### Source text
I have heard good things about those chain mail gloves, especially for butchering but... by the time you spend the money on the glove, you could have bought a real french mandoline for half the price. Mandolines are to v slicers as Ferraris are to Yugos. And you won't need any protection to use it.


----------



## BubbaGourmet (Feb 25, 2004)

I do not advise using a French mandolie without hand protection. Even seasoned chefs have cut themselves terribly on them. I have one and learned the hard way to use the shield...you _need_ fingertips to play guitar!


----------



## scott123 (Feb 25, 2004)

> I do not advise using a French mandolie without hand protection.



Neither am I. I'm just saying you don't need $130 gloves.  You just use the shield.


----------



## Essie (Feb 25, 2004)

Thanks all for you help. I will really try to learn to use the shield. Right now, it seems very awkward to me


----------



## kitchenelf (Feb 25, 2004)

Like scott123 said - I would rather spend my money on a mandolin of excetional quality - using the shield that comes with it - than using a "V" slicer - I'm guessing but is it made of plastic?  I have had both and I found that the plastic bends, thereby causing you to press even more firmly.  The stainless mandolin doesn't give at all and has several blades and a very controlled thinness or thickness - the "V" slicer I had had set blade heights of which I had no control.

The big difference - other than the materials used - is also in the safety guide.  Check out the Bron versus the "V" guides Bron - V Slicer

The Bron closes down ON the food you are slicing and has a "frame" around the food and your fingers not exposed to the blade at all, the V slicer requires you to actually press down on the food while holding the guide - hoping it doesn't slip, and you know the rest...

### Written problem 1
In the records below, copy the stretch from the line containing "Labeling instructions: identify every shingled" through the line containing "xmin=26 ymin=182 xmax=92 ymax=270", both included.

### Extracted material
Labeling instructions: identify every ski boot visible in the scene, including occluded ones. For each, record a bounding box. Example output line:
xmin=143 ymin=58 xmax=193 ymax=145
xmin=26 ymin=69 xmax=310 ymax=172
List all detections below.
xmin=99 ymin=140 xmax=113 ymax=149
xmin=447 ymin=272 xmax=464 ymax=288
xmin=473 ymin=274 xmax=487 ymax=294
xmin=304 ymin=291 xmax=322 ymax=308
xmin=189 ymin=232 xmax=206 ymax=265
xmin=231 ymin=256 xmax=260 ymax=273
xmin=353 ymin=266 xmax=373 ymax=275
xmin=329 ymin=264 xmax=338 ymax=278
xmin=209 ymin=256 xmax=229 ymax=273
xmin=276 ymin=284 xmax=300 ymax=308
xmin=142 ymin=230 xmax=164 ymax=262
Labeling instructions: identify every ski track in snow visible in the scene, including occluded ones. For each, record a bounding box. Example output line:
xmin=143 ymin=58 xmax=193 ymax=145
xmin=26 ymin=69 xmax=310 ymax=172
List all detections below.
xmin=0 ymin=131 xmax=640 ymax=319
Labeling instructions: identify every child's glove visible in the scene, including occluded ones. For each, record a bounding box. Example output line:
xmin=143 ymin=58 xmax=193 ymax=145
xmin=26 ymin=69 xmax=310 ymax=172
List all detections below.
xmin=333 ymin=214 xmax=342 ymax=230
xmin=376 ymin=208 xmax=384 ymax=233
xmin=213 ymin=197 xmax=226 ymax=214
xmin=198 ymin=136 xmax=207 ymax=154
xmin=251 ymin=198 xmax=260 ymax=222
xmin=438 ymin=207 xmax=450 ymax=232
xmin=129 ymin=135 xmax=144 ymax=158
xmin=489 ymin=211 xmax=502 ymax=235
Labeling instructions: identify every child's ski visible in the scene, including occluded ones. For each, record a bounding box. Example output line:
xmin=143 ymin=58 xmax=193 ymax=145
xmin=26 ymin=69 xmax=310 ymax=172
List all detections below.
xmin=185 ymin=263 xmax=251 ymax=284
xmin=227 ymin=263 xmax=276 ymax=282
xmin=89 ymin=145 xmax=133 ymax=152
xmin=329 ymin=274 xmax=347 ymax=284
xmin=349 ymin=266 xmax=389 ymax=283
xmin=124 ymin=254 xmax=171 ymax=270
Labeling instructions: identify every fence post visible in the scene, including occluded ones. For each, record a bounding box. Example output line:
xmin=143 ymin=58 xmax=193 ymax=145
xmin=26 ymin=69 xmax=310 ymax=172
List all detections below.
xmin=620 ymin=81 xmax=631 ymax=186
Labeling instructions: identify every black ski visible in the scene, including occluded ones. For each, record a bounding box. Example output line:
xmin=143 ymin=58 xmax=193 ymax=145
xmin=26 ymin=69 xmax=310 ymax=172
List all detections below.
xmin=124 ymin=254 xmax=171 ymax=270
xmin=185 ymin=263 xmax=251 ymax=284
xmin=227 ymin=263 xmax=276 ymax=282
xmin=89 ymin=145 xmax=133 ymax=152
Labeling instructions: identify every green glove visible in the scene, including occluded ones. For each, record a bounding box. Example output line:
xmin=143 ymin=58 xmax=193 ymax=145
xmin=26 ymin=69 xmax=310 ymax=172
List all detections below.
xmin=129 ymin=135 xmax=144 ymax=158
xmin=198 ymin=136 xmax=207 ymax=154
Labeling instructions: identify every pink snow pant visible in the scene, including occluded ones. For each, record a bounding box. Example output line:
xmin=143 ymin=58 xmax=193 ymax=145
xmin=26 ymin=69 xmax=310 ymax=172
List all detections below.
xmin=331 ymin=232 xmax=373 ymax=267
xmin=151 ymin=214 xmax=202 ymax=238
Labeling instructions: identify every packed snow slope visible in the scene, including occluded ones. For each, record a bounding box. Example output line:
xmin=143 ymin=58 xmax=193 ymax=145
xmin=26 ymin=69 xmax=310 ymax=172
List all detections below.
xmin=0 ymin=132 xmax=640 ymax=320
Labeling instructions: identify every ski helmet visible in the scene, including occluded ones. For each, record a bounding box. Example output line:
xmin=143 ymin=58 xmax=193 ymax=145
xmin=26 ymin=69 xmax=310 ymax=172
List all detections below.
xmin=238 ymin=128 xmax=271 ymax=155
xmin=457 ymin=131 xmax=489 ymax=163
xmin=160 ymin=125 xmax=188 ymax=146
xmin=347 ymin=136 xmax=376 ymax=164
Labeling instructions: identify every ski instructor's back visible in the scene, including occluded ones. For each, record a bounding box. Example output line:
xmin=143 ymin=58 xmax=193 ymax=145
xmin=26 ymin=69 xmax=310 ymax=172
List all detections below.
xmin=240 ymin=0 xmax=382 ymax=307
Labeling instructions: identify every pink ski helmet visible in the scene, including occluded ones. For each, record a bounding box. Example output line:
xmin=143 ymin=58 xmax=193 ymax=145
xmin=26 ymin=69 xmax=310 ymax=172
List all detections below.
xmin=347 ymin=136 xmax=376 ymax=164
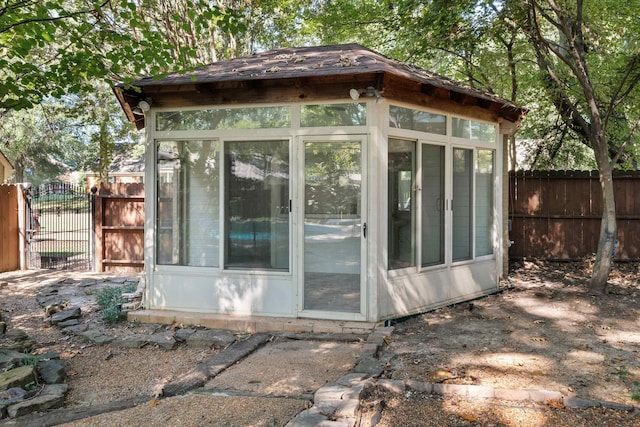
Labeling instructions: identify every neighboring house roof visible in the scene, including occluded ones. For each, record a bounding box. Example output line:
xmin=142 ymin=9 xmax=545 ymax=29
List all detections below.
xmin=88 ymin=144 xmax=144 ymax=175
xmin=114 ymin=44 xmax=526 ymax=129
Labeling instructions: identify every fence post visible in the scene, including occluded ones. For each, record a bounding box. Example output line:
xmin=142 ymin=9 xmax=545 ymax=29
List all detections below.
xmin=91 ymin=187 xmax=103 ymax=272
xmin=16 ymin=184 xmax=31 ymax=270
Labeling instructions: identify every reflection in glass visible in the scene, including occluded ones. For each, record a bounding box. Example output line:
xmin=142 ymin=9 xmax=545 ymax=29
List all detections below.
xmin=388 ymin=139 xmax=416 ymax=270
xmin=452 ymin=148 xmax=473 ymax=261
xmin=475 ymin=150 xmax=494 ymax=256
xmin=389 ymin=105 xmax=447 ymax=135
xmin=451 ymin=117 xmax=496 ymax=142
xmin=224 ymin=140 xmax=289 ymax=270
xmin=421 ymin=144 xmax=445 ymax=267
xmin=304 ymin=142 xmax=362 ymax=313
xmin=156 ymin=106 xmax=291 ymax=131
xmin=300 ymin=103 xmax=367 ymax=127
xmin=156 ymin=140 xmax=220 ymax=267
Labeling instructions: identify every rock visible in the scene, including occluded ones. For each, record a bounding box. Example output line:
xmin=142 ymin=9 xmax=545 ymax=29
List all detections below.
xmin=60 ymin=325 xmax=89 ymax=335
xmin=58 ymin=318 xmax=80 ymax=328
xmin=149 ymin=331 xmax=178 ymax=350
xmin=7 ymin=384 xmax=68 ymax=418
xmin=5 ymin=329 xmax=29 ymax=341
xmin=44 ymin=298 xmax=65 ymax=316
xmin=0 ymin=365 xmax=36 ymax=390
xmin=0 ymin=387 xmax=27 ymax=407
xmin=187 ymin=329 xmax=236 ymax=348
xmin=175 ymin=328 xmax=196 ymax=342
xmin=36 ymin=290 xmax=65 ymax=311
xmin=80 ymin=329 xmax=113 ymax=345
xmin=4 ymin=338 xmax=38 ymax=356
xmin=49 ymin=307 xmax=82 ymax=325
xmin=0 ymin=348 xmax=24 ymax=371
xmin=353 ymin=354 xmax=384 ymax=377
xmin=38 ymin=351 xmax=60 ymax=360
xmin=38 ymin=359 xmax=67 ymax=384
xmin=112 ymin=335 xmax=149 ymax=348
xmin=77 ymin=279 xmax=97 ymax=288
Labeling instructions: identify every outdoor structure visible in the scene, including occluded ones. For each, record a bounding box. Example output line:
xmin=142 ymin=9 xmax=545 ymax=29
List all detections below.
xmin=114 ymin=44 xmax=525 ymax=322
xmin=0 ymin=151 xmax=13 ymax=184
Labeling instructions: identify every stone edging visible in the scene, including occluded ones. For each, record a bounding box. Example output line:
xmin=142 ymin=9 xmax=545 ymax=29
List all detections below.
xmin=286 ymin=327 xmax=640 ymax=427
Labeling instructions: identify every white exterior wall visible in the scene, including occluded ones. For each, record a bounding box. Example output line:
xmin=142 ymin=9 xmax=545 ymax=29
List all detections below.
xmin=144 ymin=100 xmax=503 ymax=321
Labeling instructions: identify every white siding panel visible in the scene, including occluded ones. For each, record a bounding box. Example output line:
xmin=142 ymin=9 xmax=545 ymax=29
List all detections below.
xmin=149 ymin=272 xmax=295 ymax=317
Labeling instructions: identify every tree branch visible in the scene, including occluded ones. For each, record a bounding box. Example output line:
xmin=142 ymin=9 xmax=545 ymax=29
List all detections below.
xmin=0 ymin=0 xmax=110 ymax=33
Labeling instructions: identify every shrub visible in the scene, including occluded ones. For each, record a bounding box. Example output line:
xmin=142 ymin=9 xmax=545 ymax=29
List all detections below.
xmin=96 ymin=288 xmax=122 ymax=323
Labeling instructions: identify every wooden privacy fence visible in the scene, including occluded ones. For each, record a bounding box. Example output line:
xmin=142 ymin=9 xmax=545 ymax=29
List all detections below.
xmin=94 ymin=184 xmax=144 ymax=271
xmin=509 ymin=171 xmax=640 ymax=261
xmin=0 ymin=185 xmax=20 ymax=273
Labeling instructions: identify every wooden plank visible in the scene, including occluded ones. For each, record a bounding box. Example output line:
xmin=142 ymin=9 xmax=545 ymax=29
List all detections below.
xmin=0 ymin=185 xmax=20 ymax=272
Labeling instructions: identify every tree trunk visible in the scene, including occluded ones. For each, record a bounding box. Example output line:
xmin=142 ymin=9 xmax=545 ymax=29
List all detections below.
xmin=589 ymin=150 xmax=617 ymax=295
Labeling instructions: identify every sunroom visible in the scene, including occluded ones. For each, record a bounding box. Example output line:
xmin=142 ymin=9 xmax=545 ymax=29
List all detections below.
xmin=114 ymin=44 xmax=524 ymax=322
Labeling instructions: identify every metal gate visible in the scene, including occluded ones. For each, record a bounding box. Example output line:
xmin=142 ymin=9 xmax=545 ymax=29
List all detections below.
xmin=25 ymin=182 xmax=92 ymax=270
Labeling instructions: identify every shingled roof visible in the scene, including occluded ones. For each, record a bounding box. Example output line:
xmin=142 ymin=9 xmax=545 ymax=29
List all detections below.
xmin=114 ymin=43 xmax=525 ymax=127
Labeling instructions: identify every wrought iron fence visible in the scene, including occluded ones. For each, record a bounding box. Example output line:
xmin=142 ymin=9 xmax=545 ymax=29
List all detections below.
xmin=26 ymin=182 xmax=92 ymax=270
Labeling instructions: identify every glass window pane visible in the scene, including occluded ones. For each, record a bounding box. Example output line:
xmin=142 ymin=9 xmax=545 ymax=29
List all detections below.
xmin=156 ymin=106 xmax=291 ymax=131
xmin=156 ymin=140 xmax=220 ymax=267
xmin=389 ymin=105 xmax=447 ymax=135
xmin=388 ymin=139 xmax=416 ymax=270
xmin=224 ymin=140 xmax=289 ymax=270
xmin=304 ymin=141 xmax=362 ymax=313
xmin=475 ymin=150 xmax=494 ymax=256
xmin=452 ymin=148 xmax=473 ymax=261
xmin=452 ymin=117 xmax=496 ymax=142
xmin=300 ymin=103 xmax=367 ymax=127
xmin=421 ymin=144 xmax=444 ymax=267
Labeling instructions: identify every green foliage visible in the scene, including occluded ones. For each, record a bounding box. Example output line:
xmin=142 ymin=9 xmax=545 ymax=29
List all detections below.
xmin=122 ymin=282 xmax=138 ymax=294
xmin=0 ymin=0 xmax=242 ymax=110
xmin=96 ymin=287 xmax=122 ymax=323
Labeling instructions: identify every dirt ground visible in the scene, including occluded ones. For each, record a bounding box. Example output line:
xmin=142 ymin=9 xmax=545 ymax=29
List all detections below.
xmin=358 ymin=262 xmax=640 ymax=426
xmin=0 ymin=262 xmax=640 ymax=427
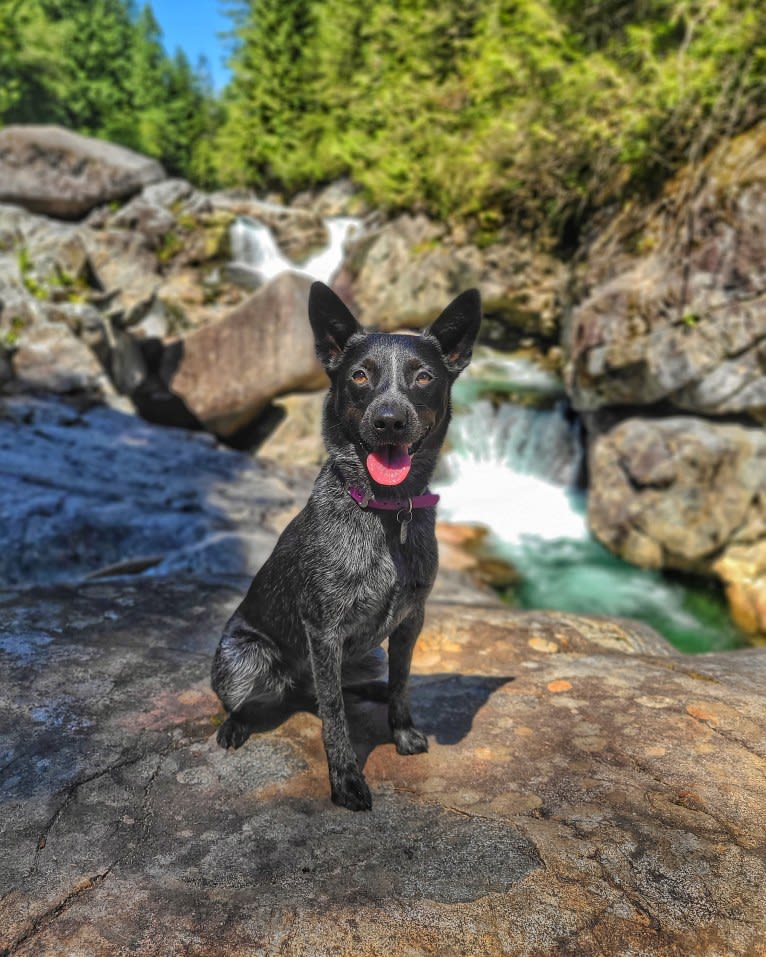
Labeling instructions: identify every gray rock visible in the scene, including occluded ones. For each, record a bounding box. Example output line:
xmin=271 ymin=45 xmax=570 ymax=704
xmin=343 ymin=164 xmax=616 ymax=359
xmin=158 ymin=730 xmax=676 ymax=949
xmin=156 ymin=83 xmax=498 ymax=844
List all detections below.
xmin=0 ymin=394 xmax=294 ymax=584
xmin=165 ymin=273 xmax=327 ymax=435
xmin=84 ymin=229 xmax=162 ymax=326
xmin=344 ymin=215 xmax=566 ymax=345
xmin=0 ymin=126 xmax=165 ymax=219
xmin=588 ymin=416 xmax=766 ymax=633
xmin=565 ymin=124 xmax=766 ymax=421
xmin=0 ymin=579 xmax=766 ymax=957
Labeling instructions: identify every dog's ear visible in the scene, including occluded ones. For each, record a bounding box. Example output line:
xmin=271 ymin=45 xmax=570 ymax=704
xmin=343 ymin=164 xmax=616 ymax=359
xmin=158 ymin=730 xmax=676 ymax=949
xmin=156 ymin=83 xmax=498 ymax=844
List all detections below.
xmin=423 ymin=289 xmax=481 ymax=375
xmin=309 ymin=282 xmax=363 ymax=372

### Written problem 2
In the mandoline thread, what did kitchenelf find happens to the plastic of a V slicer?

### Correct result 1
Labeling instructions: identify every shingled roof visible in the scene, including occluded ones. For each, record a bounding box. Example output line:
xmin=142 ymin=9 xmax=545 ymax=29
List all detections below.
xmin=114 ymin=43 xmax=525 ymax=127
Labeling instructions: identify every wrought iron fence visible in the scene, including occluded ones. For each, record a bounding box. Example output line:
xmin=142 ymin=9 xmax=545 ymax=29
List all detections below.
xmin=26 ymin=182 xmax=92 ymax=270

### Correct result 2
The plastic bends, which makes you press even more firmly.